Showing posts with label squares. Show all posts
Showing posts with label squares. Show all posts

Sunday, December 13, 2015

Jackson, NY: a carpenter used squares as did Biddle, 1 of 6 posts

 
 July 2022: time to review this: the 3/4/5 rectangle, thus the carpenter square, may be the basic geometry, not the square. And the sequence of the frame, how it was laid out, deserves attention.



Pass by this house. Enjoy how it is sited between its fields on the left that slope down across the flood plain to the river, and the road and the hill to the right.


It seems abandoned  - although someone carefully closed the shutters on a second floor window.

The broken dormer says there once was a wing - or the earlier house.


In the years that I've watched it, I've  thought:
C. 1800,
Dutch framed, H bents.
The new wing an update to the original farm house,
Set into the hill below the wind.

The old house, a story and a half cape set lower on the land, would have had easy access to the farmyard and the fields. It faced south to the sun, watching the traveler approach. The new wing is set higher, more worldly and 'speaks' to the road instead.


But how sad it is... broken chimney, no paint, dumpy windows,


A dilapidated front door


surrounded by fluted columns, complex and flaring capitals, a segmented architrave that curves,
the original transom,

Please click to enlarge the photograph see the lovely curved details of the architrave.

And rotted wood for plinth blocks/bases.

Worth restoring?


It will be.
┄┄┄┄┄┄┄┄┄┄
SHORT EXERCISE 1 => Return each line of the records below that contains the word "black".

[Records]
┄┄┄┄┄┄┄┄┄┄
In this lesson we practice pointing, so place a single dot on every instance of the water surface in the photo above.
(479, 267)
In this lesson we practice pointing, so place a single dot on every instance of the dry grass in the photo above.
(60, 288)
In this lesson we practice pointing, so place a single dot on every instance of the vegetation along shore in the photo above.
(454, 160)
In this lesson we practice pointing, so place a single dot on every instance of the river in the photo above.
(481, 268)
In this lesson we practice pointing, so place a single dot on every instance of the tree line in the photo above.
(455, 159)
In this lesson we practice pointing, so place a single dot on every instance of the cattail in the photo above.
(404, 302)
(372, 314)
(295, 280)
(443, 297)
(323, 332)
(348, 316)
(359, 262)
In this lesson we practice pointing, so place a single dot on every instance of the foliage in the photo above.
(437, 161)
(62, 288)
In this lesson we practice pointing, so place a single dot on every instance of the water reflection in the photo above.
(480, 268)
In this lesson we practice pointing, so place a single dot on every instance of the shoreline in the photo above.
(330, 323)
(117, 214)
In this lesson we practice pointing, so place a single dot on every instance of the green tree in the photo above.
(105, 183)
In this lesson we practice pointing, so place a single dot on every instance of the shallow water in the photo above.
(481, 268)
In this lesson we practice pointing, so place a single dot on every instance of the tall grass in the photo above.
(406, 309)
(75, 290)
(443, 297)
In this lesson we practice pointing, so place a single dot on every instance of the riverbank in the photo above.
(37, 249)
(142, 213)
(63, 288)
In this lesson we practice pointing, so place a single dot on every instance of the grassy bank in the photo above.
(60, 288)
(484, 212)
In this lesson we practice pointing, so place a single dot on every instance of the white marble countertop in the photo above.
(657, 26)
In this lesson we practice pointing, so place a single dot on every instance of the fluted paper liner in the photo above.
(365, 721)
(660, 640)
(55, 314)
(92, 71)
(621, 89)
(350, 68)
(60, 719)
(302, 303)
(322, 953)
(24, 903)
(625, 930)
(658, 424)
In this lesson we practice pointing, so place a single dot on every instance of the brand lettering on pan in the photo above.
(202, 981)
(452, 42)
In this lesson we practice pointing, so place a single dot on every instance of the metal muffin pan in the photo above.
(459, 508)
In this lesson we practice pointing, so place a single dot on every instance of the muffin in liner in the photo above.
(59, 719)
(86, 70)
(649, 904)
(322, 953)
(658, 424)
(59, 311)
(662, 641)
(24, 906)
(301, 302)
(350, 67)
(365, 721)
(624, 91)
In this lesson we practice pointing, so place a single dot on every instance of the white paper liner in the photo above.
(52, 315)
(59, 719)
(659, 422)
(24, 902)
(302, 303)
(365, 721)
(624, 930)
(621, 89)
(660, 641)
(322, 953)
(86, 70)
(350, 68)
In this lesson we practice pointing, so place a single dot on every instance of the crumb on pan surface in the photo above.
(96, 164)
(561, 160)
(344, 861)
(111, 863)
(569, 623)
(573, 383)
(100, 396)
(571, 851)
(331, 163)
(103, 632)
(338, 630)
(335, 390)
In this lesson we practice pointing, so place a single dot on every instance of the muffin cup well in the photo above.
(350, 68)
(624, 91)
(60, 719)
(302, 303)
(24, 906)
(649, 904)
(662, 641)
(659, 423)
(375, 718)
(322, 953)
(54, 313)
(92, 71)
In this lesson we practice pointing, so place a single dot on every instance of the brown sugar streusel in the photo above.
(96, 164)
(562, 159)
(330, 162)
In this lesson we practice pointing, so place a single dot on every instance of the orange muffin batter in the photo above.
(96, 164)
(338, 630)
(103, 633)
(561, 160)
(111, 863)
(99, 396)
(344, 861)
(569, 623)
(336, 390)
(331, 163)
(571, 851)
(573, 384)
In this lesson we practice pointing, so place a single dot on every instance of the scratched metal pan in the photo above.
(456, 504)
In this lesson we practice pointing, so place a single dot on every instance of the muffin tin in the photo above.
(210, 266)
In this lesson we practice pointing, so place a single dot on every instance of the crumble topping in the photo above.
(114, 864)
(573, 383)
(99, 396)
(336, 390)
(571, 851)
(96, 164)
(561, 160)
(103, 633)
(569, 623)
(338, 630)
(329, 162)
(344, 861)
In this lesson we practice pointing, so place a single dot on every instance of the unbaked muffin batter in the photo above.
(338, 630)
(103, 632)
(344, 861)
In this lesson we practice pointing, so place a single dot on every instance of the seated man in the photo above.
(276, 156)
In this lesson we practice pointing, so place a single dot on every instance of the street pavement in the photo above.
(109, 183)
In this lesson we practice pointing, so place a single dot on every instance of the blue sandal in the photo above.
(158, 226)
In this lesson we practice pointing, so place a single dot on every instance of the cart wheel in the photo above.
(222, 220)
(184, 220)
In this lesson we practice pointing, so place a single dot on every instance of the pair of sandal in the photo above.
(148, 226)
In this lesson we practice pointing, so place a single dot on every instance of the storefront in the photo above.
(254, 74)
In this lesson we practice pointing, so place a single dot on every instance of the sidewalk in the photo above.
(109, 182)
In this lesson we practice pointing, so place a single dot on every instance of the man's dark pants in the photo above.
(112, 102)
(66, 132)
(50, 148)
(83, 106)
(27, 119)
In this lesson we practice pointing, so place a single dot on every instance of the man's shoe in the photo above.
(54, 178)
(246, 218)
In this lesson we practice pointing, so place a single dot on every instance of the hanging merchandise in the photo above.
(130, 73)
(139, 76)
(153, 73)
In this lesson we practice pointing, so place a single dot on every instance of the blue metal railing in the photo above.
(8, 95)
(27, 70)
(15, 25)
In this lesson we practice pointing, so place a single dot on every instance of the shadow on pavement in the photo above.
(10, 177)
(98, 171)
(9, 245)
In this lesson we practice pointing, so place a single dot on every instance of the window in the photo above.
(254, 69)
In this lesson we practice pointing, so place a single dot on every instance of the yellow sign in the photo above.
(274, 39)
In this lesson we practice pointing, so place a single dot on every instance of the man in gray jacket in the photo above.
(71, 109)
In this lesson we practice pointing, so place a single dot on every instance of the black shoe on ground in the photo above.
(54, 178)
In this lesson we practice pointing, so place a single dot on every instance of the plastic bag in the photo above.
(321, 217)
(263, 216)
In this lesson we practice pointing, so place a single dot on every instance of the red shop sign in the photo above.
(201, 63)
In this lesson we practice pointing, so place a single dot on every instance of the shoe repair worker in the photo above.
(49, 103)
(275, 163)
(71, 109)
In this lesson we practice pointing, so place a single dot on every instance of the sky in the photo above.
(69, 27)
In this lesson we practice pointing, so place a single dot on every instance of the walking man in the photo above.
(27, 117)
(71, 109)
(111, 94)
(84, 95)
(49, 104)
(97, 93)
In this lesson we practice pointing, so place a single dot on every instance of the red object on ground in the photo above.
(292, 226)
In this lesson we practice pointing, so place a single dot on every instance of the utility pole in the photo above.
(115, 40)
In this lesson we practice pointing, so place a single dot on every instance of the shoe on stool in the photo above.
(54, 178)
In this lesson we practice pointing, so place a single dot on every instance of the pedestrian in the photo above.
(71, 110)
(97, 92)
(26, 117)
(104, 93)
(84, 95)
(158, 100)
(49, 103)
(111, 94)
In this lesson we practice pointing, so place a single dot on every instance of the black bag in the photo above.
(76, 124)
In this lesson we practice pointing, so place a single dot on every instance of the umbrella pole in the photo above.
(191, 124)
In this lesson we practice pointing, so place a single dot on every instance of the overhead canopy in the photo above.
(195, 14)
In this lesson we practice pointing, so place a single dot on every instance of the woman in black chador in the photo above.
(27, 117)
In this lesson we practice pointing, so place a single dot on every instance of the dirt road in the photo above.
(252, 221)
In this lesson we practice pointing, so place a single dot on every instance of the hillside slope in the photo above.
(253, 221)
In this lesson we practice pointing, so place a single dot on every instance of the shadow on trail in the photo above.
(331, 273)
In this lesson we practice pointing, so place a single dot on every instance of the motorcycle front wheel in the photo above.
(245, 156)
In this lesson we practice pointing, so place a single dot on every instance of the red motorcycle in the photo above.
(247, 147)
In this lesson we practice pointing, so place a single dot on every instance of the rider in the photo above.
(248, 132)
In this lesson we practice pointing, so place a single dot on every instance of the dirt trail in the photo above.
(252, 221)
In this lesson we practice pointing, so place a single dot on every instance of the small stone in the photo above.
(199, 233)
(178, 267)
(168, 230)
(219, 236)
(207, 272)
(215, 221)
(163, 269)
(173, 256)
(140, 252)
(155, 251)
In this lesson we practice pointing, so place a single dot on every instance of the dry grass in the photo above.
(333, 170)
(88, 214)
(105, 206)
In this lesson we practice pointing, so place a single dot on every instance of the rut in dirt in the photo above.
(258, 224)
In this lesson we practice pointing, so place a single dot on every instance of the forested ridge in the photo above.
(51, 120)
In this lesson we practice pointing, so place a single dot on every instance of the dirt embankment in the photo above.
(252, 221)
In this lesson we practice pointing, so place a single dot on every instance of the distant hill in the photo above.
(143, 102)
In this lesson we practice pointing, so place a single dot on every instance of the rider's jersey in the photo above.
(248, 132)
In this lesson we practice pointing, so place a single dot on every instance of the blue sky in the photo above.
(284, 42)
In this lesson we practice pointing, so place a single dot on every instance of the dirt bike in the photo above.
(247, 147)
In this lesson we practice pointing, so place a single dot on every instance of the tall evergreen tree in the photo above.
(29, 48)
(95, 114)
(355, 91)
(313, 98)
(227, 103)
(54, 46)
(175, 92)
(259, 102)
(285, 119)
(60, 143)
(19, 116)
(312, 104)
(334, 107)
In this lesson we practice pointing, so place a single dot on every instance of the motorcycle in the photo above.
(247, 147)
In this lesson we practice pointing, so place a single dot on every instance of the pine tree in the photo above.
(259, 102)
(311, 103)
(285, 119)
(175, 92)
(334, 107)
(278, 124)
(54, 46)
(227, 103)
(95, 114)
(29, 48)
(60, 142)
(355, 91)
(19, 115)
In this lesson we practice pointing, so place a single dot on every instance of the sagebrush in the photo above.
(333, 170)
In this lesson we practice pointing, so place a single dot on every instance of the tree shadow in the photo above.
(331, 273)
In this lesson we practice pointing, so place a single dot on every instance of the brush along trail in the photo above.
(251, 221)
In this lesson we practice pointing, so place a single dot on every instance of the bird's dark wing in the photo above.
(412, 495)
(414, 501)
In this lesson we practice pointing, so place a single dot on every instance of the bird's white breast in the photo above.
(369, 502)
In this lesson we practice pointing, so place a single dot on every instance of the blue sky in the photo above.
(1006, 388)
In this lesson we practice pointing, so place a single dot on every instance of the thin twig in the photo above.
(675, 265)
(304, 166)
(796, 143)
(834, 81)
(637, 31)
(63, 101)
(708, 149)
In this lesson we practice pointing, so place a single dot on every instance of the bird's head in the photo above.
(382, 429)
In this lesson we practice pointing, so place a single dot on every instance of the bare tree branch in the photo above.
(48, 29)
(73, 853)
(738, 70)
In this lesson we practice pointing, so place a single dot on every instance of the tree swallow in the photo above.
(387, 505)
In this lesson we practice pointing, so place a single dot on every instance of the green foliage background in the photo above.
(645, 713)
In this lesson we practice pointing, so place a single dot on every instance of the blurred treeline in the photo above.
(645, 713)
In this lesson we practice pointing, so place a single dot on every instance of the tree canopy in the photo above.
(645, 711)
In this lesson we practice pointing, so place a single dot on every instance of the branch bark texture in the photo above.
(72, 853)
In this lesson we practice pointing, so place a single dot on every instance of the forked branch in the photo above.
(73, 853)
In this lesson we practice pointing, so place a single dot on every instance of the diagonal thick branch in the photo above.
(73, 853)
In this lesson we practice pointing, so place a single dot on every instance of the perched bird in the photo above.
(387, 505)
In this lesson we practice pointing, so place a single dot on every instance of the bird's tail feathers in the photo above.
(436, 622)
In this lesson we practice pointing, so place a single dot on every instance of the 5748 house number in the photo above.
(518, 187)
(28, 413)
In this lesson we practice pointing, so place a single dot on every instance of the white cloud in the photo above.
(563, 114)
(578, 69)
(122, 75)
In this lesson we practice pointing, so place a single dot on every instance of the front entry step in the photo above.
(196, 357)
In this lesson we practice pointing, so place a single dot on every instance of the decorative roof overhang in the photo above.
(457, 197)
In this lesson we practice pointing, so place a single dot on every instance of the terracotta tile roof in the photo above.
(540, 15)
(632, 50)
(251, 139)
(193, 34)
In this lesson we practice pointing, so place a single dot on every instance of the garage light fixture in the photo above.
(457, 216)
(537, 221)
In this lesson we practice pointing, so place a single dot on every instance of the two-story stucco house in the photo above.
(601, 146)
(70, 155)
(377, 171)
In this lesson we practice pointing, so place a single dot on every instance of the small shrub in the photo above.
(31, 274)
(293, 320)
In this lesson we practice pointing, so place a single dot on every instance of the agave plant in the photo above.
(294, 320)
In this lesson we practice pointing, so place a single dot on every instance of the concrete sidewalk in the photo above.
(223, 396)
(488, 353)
┄┄┄┄┄┄┄┄┄┄
SHORT EXERCISE 2 => Restate word for word the passage of the Jackson house post above, starting with "Sunday, December 13, 2015" and going on through "out, deserves attention.".

WRITTEN RESPONSE 1 =>
In this lesson we practice pointing, so place a single dot on every instance of the black shoe on ground in the photo above.
In this lesson we practice pointing, so place a single dot on every instance of the black bag in the photo above.
In this lesson we practice pointing, so place a single dot on every instance of the woman in black chador in the photo above.

WRITTEN RESPONSE 2 =>
Sunday, December 13, 2015

Jackson, NY: a carpenter used squares as did Biddle, 1 of 6 posts

 
 July 2022: time to review this: the 3/4/5 rectangle, thus the carpenter square, may be the basic geometry, not the square. And the sequence of the frame, how it was laid out, deserves attention.